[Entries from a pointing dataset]
——

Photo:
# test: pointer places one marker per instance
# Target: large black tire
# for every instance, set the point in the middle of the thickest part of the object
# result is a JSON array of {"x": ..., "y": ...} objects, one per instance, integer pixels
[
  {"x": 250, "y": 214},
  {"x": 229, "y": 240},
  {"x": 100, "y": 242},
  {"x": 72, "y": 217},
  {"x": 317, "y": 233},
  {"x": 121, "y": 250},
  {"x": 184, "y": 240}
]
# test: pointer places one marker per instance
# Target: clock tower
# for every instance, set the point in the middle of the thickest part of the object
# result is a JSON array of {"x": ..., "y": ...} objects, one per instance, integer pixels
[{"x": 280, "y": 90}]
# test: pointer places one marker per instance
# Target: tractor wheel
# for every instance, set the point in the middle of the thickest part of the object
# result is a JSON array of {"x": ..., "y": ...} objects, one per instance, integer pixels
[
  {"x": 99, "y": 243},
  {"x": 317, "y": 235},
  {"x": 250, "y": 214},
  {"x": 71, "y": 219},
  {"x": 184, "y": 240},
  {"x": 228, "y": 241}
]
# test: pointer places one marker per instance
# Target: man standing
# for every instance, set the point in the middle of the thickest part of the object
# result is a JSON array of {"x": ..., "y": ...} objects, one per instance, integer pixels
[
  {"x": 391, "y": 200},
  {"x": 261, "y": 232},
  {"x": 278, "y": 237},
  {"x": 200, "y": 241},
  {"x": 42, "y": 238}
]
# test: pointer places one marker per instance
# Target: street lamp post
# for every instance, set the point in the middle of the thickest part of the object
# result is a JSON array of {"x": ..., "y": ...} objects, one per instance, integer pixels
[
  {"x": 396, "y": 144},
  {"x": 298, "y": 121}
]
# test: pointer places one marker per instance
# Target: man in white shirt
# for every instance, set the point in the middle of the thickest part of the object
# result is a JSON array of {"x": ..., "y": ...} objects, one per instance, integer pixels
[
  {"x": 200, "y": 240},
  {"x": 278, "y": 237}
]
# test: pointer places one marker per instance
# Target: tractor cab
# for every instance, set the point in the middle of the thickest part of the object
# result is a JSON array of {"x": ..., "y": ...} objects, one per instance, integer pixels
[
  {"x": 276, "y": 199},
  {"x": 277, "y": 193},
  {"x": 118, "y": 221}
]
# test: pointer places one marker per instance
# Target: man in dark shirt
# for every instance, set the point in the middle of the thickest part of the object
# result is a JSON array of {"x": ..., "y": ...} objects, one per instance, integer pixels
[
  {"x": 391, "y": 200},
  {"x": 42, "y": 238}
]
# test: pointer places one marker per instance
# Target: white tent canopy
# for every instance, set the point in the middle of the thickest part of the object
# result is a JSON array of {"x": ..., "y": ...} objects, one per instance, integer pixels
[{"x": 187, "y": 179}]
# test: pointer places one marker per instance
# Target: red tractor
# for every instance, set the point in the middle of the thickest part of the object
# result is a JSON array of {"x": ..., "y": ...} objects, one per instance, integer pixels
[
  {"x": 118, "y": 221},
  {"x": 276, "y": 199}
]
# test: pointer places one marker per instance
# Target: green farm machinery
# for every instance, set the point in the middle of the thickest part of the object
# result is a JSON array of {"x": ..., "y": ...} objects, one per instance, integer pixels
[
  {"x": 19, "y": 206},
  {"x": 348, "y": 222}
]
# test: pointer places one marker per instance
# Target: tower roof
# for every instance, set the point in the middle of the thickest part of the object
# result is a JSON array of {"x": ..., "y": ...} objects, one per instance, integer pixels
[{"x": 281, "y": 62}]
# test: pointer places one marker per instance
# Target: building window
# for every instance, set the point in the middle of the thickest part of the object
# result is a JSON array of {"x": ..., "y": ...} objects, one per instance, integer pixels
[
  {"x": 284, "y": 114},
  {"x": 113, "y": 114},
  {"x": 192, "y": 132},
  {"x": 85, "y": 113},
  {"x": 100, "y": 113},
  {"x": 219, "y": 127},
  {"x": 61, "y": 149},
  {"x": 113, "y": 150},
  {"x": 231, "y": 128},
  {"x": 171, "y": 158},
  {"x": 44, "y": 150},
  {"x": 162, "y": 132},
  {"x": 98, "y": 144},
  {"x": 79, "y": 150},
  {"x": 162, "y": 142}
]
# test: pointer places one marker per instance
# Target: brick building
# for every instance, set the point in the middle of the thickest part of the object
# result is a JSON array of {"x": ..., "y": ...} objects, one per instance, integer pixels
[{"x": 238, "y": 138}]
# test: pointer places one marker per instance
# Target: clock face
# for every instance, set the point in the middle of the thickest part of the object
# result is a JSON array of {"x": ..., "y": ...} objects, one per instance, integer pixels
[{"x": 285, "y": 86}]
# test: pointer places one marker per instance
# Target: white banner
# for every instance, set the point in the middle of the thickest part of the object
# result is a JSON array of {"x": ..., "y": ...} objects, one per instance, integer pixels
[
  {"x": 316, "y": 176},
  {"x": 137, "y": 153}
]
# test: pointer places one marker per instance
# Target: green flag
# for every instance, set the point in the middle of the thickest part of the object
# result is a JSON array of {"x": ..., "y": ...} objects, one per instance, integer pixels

——

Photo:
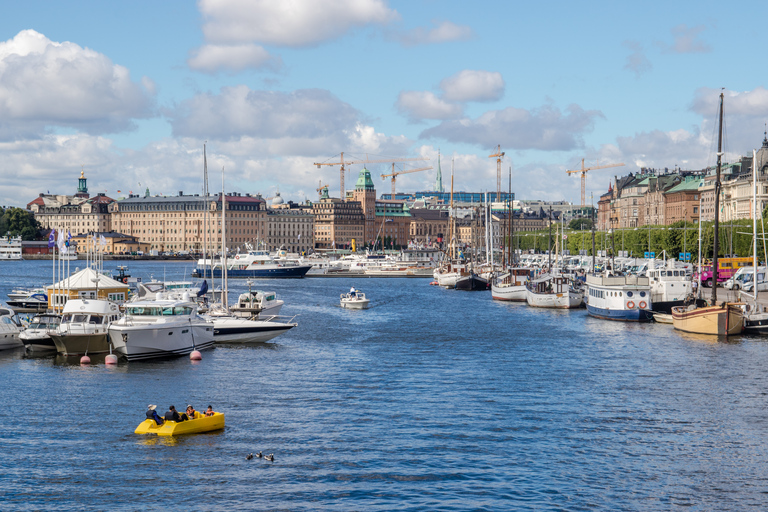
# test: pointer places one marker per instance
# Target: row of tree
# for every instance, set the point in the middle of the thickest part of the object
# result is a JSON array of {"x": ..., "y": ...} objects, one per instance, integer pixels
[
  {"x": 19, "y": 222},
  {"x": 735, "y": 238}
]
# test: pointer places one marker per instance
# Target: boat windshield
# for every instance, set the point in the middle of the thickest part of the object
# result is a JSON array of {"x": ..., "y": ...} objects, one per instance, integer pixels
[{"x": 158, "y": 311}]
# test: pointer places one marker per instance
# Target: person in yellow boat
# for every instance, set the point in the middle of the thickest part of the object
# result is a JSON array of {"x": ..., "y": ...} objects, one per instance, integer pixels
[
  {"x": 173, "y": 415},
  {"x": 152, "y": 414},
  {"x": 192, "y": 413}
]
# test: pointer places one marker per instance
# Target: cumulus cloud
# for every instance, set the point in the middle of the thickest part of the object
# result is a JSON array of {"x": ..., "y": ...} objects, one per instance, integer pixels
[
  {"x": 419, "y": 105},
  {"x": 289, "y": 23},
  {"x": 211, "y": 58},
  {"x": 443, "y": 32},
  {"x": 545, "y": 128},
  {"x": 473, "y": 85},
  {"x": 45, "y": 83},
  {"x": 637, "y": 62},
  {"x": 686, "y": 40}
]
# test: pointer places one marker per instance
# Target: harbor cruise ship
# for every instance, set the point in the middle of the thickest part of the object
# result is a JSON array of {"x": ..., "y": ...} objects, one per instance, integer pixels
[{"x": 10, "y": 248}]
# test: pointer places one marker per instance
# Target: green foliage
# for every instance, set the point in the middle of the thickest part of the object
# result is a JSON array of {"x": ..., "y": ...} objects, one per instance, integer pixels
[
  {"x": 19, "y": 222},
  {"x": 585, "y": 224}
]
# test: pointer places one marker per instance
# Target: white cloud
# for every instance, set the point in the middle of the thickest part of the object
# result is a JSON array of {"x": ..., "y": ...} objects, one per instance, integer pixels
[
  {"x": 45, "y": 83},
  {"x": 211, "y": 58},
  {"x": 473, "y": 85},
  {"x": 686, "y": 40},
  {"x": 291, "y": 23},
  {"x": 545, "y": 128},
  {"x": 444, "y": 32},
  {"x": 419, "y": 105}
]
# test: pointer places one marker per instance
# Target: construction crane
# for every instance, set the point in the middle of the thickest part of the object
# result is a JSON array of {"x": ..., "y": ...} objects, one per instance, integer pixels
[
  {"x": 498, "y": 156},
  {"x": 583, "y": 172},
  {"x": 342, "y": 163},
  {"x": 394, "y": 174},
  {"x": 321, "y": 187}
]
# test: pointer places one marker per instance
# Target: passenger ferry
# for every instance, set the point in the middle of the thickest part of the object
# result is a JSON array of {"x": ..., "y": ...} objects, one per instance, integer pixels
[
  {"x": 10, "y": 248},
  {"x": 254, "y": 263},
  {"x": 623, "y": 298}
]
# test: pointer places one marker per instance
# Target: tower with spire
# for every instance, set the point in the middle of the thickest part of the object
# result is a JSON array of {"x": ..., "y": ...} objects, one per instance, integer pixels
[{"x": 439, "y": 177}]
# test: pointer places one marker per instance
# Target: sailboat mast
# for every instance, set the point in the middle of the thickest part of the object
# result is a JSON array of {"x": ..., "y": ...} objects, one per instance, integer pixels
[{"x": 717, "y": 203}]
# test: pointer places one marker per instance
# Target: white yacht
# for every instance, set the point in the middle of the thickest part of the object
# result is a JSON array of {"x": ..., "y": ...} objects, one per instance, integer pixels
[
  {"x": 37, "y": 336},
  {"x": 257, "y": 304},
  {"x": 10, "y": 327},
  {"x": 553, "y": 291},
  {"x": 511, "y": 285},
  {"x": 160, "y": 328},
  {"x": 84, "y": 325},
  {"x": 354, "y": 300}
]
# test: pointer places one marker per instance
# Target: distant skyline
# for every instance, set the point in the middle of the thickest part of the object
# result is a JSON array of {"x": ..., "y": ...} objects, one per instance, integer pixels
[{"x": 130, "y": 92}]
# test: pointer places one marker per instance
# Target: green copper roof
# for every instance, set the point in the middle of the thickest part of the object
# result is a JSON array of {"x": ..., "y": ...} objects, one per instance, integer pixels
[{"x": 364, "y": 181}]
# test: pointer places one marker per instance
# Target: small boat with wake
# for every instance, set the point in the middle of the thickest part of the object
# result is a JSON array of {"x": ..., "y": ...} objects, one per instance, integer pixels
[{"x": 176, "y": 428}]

——

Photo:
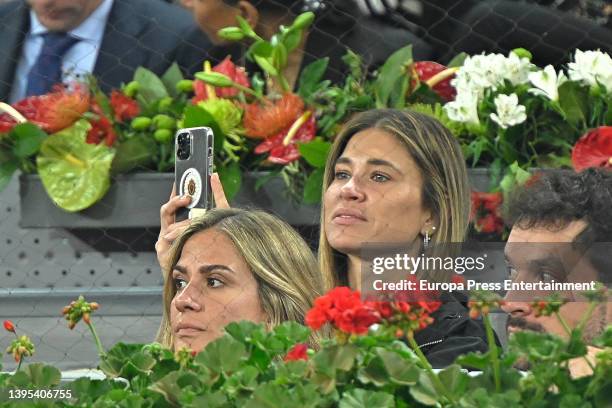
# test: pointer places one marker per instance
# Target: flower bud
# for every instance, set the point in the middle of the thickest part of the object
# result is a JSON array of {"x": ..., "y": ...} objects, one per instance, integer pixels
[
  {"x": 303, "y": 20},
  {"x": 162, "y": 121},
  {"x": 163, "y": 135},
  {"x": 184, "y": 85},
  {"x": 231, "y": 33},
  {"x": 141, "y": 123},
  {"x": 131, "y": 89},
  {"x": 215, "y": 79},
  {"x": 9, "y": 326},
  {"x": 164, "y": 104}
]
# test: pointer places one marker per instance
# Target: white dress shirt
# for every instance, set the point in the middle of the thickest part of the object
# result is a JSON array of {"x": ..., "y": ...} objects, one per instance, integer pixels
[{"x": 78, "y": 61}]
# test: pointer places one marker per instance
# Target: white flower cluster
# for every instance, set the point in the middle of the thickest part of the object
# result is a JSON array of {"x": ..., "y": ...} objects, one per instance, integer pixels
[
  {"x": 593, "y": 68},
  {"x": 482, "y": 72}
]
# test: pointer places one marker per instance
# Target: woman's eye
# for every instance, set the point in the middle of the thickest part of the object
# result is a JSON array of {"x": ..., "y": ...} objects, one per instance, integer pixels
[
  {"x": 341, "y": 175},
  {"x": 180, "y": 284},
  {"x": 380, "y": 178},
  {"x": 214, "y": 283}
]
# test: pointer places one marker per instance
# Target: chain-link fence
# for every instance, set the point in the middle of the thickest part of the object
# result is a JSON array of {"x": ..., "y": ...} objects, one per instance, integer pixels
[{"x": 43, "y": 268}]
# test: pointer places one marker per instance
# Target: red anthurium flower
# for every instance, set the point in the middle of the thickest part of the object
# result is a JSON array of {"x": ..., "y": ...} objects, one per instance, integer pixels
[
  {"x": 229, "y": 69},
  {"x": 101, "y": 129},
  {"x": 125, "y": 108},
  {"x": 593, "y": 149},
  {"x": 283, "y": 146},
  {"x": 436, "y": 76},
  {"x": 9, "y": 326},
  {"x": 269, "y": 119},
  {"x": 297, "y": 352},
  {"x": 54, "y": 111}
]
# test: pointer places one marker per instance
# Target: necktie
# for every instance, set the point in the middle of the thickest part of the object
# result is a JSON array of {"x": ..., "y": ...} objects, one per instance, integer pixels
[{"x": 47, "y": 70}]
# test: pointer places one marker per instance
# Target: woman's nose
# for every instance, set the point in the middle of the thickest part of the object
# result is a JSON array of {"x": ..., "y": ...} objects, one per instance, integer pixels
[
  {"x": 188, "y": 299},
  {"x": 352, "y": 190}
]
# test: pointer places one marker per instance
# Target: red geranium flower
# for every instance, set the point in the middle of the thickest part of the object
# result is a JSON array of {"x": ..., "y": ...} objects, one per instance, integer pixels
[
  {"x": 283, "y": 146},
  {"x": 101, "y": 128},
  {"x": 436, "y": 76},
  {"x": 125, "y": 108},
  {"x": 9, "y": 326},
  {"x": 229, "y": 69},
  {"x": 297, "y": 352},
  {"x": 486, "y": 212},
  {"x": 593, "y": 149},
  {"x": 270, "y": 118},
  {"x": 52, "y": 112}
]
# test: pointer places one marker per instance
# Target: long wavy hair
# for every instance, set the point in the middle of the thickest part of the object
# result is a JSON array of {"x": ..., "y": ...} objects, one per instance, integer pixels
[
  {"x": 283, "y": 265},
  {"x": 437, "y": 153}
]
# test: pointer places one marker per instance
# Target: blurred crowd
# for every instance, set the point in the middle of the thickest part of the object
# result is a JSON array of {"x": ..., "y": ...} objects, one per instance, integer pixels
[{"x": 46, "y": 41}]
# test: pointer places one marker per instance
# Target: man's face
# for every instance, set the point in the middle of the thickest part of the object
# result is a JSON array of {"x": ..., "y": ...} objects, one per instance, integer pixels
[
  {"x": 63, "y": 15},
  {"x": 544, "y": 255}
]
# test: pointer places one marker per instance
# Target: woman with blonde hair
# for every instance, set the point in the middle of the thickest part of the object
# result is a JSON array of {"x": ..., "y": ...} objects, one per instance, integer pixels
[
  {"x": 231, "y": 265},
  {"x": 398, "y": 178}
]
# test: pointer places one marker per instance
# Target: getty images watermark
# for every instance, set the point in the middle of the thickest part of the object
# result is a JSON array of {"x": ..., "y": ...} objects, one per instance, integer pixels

——

What to do:
Report every line of the listing that contains the word "tractor", copying each one in full.

Solution below:
# Target: tractor wheel
# Target: tractor cab
# Target: red tractor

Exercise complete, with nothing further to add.